*ESTRATTO SCELTO*.
===============

Nel buio, infatti, i contorni dello spazio e delle cose della realtà concreta intorno a noi, sfumano fino a perdere di consistenza. Il silenzio ci avvolge e ci culla tra le sue braccia. E qui, al sicuro, ci addormentiamo, sedando di fatto tutto ciò che è fisico (o quasi), per accedere a un mondo diverso: il mondo dei sogni.

È qui che sembra allora compiersi una sorta di inversione della percezione. E il mondo interno, che finora abbiamo sempre percepito come qualcosa di nascosto dentro di noi, improvvisamente diventa il luogo all’interno del quale ci ritroviamo a vivere e a sentire. Un luogo nel quale possiamo entrare in relazione con le zone profonde di noi stessi. Il nostro personale, accogliente, mondo infero, popolato di ombre e anime e spiriti sempre pronti a comunicare qualcosa o a dire la loro.

Qui, spazio e tempo si contraggono e si dissolvono.

E contraendosi e dissolvendosi, di fatto, ci pongono direttamente in contatto con un’eternità stabile e degna di fiducia. Una stabilità che, per Rilke, l’essere umano non può diversamente permettersi di sperimentare in modo immediato giacché egli è solo un fuoco che si consuma su se stesso e che passa. La sua tendenza alla caducità rende l’atto di esistere, come scrive Guardini, incapace di “osare” nella certezza e nella fiducia di se stesso. Per cui, se desidera una maggiore stabilità, non può che andare a ricercarla nello “spazio interiore cosmico”: nell’essere profondo, puro e infinito. Ciò che noi, poco fa, abbiamo archetipicamente chiamato: anima.

La familiarizzazione con questo spazio, al di là del mondo notturno del sogno, è raggiungibile attraverso un processo di relazione e interiorizzazione della realtà esterna, che trova espressione oggettiva nella parola.

===============

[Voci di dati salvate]
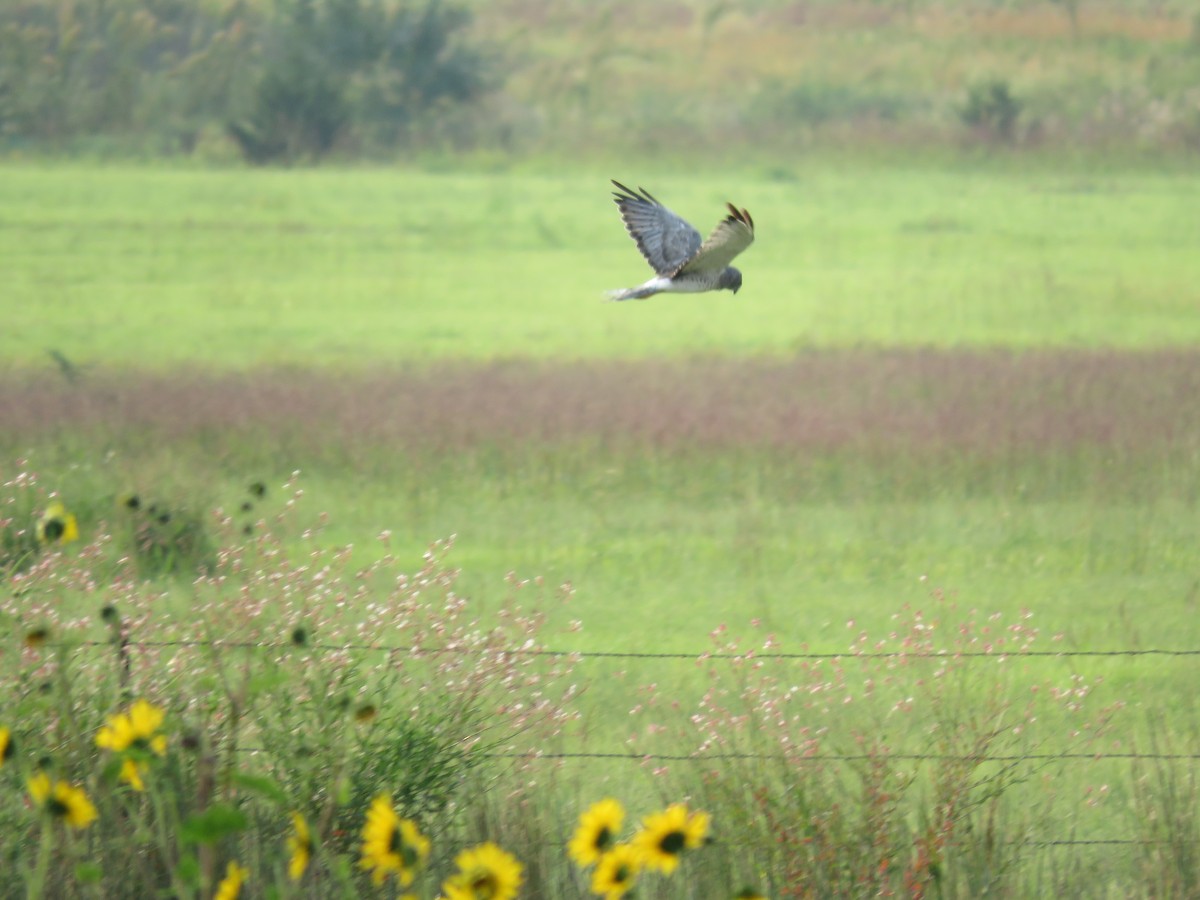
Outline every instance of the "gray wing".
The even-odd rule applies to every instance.
[[[625,230],[650,268],[668,276],[683,269],[701,248],[700,232],[650,197],[646,188],[631,191],[619,181],[613,184],[620,188],[613,191],[613,197]]]
[[[754,220],[750,214],[732,203],[725,205],[730,208],[730,215],[720,221],[700,250],[672,275],[719,272],[733,262],[733,257],[754,244]]]

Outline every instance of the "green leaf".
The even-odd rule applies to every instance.
[[[244,773],[234,773],[233,782],[239,787],[244,787],[247,791],[253,791],[269,800],[277,803],[281,806],[288,805],[288,796],[280,787],[278,782],[268,778],[266,775],[246,775]]]
[[[246,816],[241,810],[228,803],[215,803],[204,812],[188,816],[180,836],[187,844],[212,844],[245,827]]]
[[[250,682],[247,683],[246,686],[250,689],[250,692],[252,695],[263,694],[266,691],[272,691],[276,688],[282,688],[284,684],[288,683],[288,679],[289,674],[283,670],[265,668],[263,671],[254,672],[254,674],[250,677]]]
[[[98,863],[79,863],[76,865],[76,881],[80,884],[95,884],[104,877],[104,870]]]
[[[175,866],[175,875],[188,887],[197,887],[200,883],[200,864],[192,853],[184,853]]]

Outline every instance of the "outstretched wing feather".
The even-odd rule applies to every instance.
[[[613,181],[613,191],[625,230],[659,275],[673,275],[701,247],[701,235],[688,222],[655,200],[646,188],[637,191]]]
[[[722,218],[700,250],[673,272],[719,272],[743,250],[754,244],[754,220],[750,212],[726,203],[730,215]]]

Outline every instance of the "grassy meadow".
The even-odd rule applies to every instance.
[[[610,176],[701,230],[726,199],[749,208],[758,239],[739,262],[742,292],[602,302],[647,271],[607,199]],[[13,563],[4,613],[14,635],[37,608],[102,641],[96,607],[125,604],[131,622],[173,640],[196,634],[194,613],[205,634],[256,641],[287,634],[302,606],[323,635],[353,638],[343,619],[361,613],[360,636],[407,642],[407,625],[372,601],[398,596],[390,572],[401,571],[406,604],[418,582],[439,602],[469,599],[482,624],[463,625],[462,640],[517,622],[522,640],[584,654],[562,676],[582,694],[563,695],[540,745],[514,720],[517,750],[744,752],[782,721],[796,728],[799,749],[780,751],[793,769],[738,757],[702,776],[686,761],[569,758],[526,773],[542,793],[521,809],[540,811],[514,818],[493,802],[460,827],[503,827],[545,896],[584,894],[553,862],[580,809],[647,791],[688,793],[728,829],[690,887],[649,895],[732,895],[742,883],[772,896],[868,883],[1183,895],[1200,877],[1188,862],[1200,834],[1195,656],[1054,652],[1200,650],[1198,200],[1200,179],[1182,168],[1048,160],[550,174],[6,163],[5,516],[28,530],[56,492],[80,541],[54,565],[113,582]],[[20,472],[36,473],[36,490],[23,493]],[[247,500],[252,484],[265,497]],[[174,524],[143,524],[149,504]],[[118,559],[138,560],[151,532],[180,550],[173,529],[185,522],[209,547],[197,559],[240,575],[143,572],[150,604],[138,578],[114,574]],[[264,535],[257,548],[244,522]],[[410,581],[450,535],[427,581]],[[298,560],[280,593],[256,569],[274,553]],[[344,589],[310,581],[319,571]],[[234,602],[239,578],[257,605],[229,624],[209,604]],[[724,661],[696,659],[754,648],[846,660],[743,660],[727,683]],[[1048,655],[997,661],[1021,649]],[[856,661],[872,650],[899,662]],[[920,656],[941,650],[944,665]],[[35,653],[10,659],[32,672],[44,662]],[[587,655],[598,653],[684,659]],[[188,665],[202,664],[166,671]],[[136,671],[152,684],[151,662]],[[317,671],[295,677],[319,700]],[[340,671],[385,707],[382,676]],[[475,674],[479,696],[493,674]],[[780,718],[773,698],[788,684],[810,700]],[[757,715],[762,730],[746,728]],[[818,734],[822,750],[808,754]],[[1150,751],[1184,758],[1087,758]],[[959,772],[906,754],[977,763]],[[984,762],[1027,754],[1048,758],[1031,770]],[[797,772],[812,776],[810,796]],[[756,779],[778,800],[757,817]],[[994,804],[1002,794],[1020,799]],[[860,822],[812,824],[812,809],[846,796]],[[965,818],[946,811],[955,803]],[[758,841],[745,852],[731,834],[739,809],[740,840]],[[816,830],[786,830],[790,815]],[[984,850],[982,828],[1020,862]],[[1072,840],[1118,844],[1054,844]],[[911,878],[841,870],[829,862],[839,847],[856,865],[884,847],[894,877]],[[197,865],[209,881],[196,883],[211,887],[215,864],[200,853]],[[338,883],[353,893],[350,876]]]

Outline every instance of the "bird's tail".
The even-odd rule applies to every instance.
[[[644,300],[648,296],[654,296],[659,292],[654,288],[648,288],[644,284],[640,288],[622,288],[620,290],[606,290],[605,296],[610,300]]]

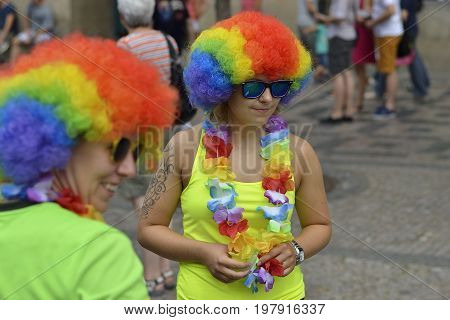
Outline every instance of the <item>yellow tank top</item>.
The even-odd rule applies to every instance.
[[[202,137],[203,138],[203,133]],[[202,139],[200,139],[202,141]],[[184,235],[187,238],[228,244],[229,238],[219,233],[213,214],[206,207],[210,199],[209,189],[205,183],[208,176],[202,172],[202,160],[205,159],[205,147],[200,142],[192,167],[191,179],[181,194]],[[249,222],[249,234],[266,229],[268,221],[256,207],[267,203],[264,189],[259,182],[233,181],[238,194],[236,206],[244,208],[244,219]],[[288,191],[289,203],[295,203],[295,192]],[[288,219],[292,216],[292,210]],[[253,294],[244,286],[244,280],[223,283],[214,278],[204,265],[190,262],[180,263],[177,281],[177,299],[181,300],[298,300],[305,296],[303,274],[296,267],[286,277],[275,277],[275,284],[269,292],[264,287]]]

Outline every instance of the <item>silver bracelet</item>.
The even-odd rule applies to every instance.
[[[297,243],[297,241],[291,240],[289,243],[295,250],[295,265],[298,266],[305,260],[305,252],[303,251],[303,248],[300,247],[300,245]]]

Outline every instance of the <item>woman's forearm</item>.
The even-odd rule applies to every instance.
[[[146,249],[175,261],[203,263],[206,242],[188,239],[163,225],[143,226],[138,241]]]
[[[310,258],[330,242],[331,225],[313,224],[302,229],[295,241],[305,252],[305,258]]]

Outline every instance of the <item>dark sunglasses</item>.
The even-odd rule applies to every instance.
[[[125,160],[130,150],[133,153],[134,161],[137,161],[142,148],[137,142],[132,142],[128,138],[120,138],[113,141],[111,158],[114,162],[119,163]]]
[[[269,83],[260,80],[246,81],[242,84],[242,96],[247,99],[258,99],[266,88],[270,88],[272,97],[283,98],[289,93],[293,82],[291,80],[277,80]]]

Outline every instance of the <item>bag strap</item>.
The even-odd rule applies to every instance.
[[[169,48],[170,60],[172,60],[173,63],[176,63],[176,61],[178,60],[178,55],[177,52],[175,51],[172,41],[170,41],[169,36],[167,34],[165,34],[164,32],[162,32],[162,34],[166,39],[167,47]]]

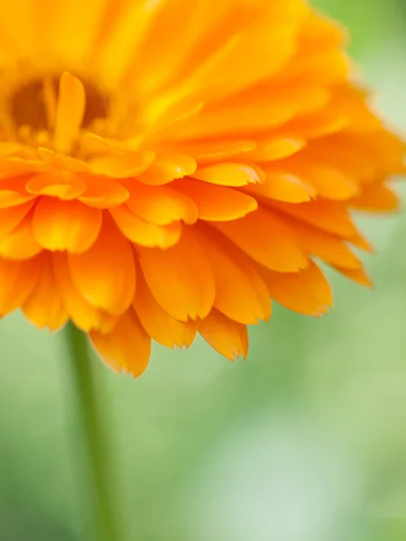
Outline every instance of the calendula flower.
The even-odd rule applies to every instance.
[[[300,0],[1,2],[0,314],[71,320],[139,375],[152,340],[245,356],[274,300],[369,283],[353,210],[403,143]],[[316,260],[315,260],[316,258]]]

===============

*CONSEGNA A*. Traduci in inglese questa frase del brano sui sogni: "Il silenzio ci avvolge e ci culla tra le sue braccia."
*CONSEGNA B*. Elenca tutto ciò di cui, secondo il brano sui sogni, è popolato il nostro mondo infero.
*CONSEGNA C*. Scrivi il seguito del brano sui sogni, riprendendo dopo la sua ultima frase.

*RISPOSTA CORRETTA A*. Silence envelops us and cradles us in its arms.

*RISPOSTA CORRETTA B*. Ombre, anime e spiriti.

*RISPOSTA CORRETTA C*.
Il compimento della parola è la poesia. Nella poesia il puro essere acquista forma nitida. Proprio in questo modo anche colui che parla perviene all’essere; perché a ciò, ovvero che egli parli in questo modo, mira il “compito” che la “terra”, l’esistenza gli ha affidato6.

È nell’atto dell’interiorizzazione, infatti, che interno ed esterno confluiscono l’uno nell’altro, sancendo così la nascita di un essere autentico: l’uomo che esperisce, trovando nessi tra ciò che gli accade, tra gli eventi che gli occorrono, e il significato profondo che essi hanno per la sua anima.


Respiro, tu invisibile poema!
Spazio puro del mondo, col nostro essere
scambiato senza sosta. Contrappeso
in cui s’attua il mio ritmo.

È come dire che, interiorizzando la realtà concreta, facendola propria, l’esperienza interiore che di questa si fa (proprio perché fornisce una nuova chiave di lettura per se stessi e per il mondo) plasma e modifica (dichtet, scrive Guardini: fa poesia, da poiein: fare, creare, plasmare) l’individuo stesso, trasformandolo in essere autentico.

Quell’essere autentico, stabile e fedele a se stesso che trova il suo centro in un infinito universo fatto di miliardi di stelle. E che, come una rosa, appare unitario pur essendo composto da grande varietà di petali.


Se la tua freschezza a volte ci stupisce,
gioiosa rosa,
è perché in te, petalo contro petalo,
dentro te stessa, ti riposi.


Un corpo sveglio il cui centro dorme,
mentre innumerevoli si toccano
le tenerezze del cuore silenzioso
che culminano poi nella tua bocca7.

Eccola, allora, data dal poeta stesso, una bella immagine di quell’anima sfuggente che mai si afferra del tutto. Quell’anima che grida e che chiede, reclamando messaggeri (angeli) in grado di veicolarla senza disperderne l’essenza.

E così le parole si fanno vaghe e dense allo stesso tempo.

Il tutto viene accennato senza mai esser definito per sempre.

E il mistero mantenuto tale.

Perché, in fondo, il modo in cui si presenta e commuove, è fatto d’impressioni delicate e odorose. Di profumi che sembrano apparire e poi sparire velocemente. E ciò che ne resta è l’emozione. Quel meraviglioso senso di esser stato toccato, nel più intimo, da qualcosa di importante che non può esser chiarito davvero, ma che chiede semplicemente di essere accolto, onorato e amato.

Note:

1 Guardini, R. (1941): Einleitung. In: Zu Rainer Maria Rilkes Deutung des Daseins. Eine Interpretation der zweiten, achten und neunten Duineser Elegien, Verlag Helmut Küpper, Berlin. Trad. It. a cura di Lucia Mor, L’interpretazione dell’esistenza di Rainer Maria Rilke. Una lettura della Seconda, Ottava e Nona Elegia Duinese. In: Opera Omnia, XXIV: Rainer Maria Rilke, Brescia, Morcelliana Editore, 2020, pag. 110.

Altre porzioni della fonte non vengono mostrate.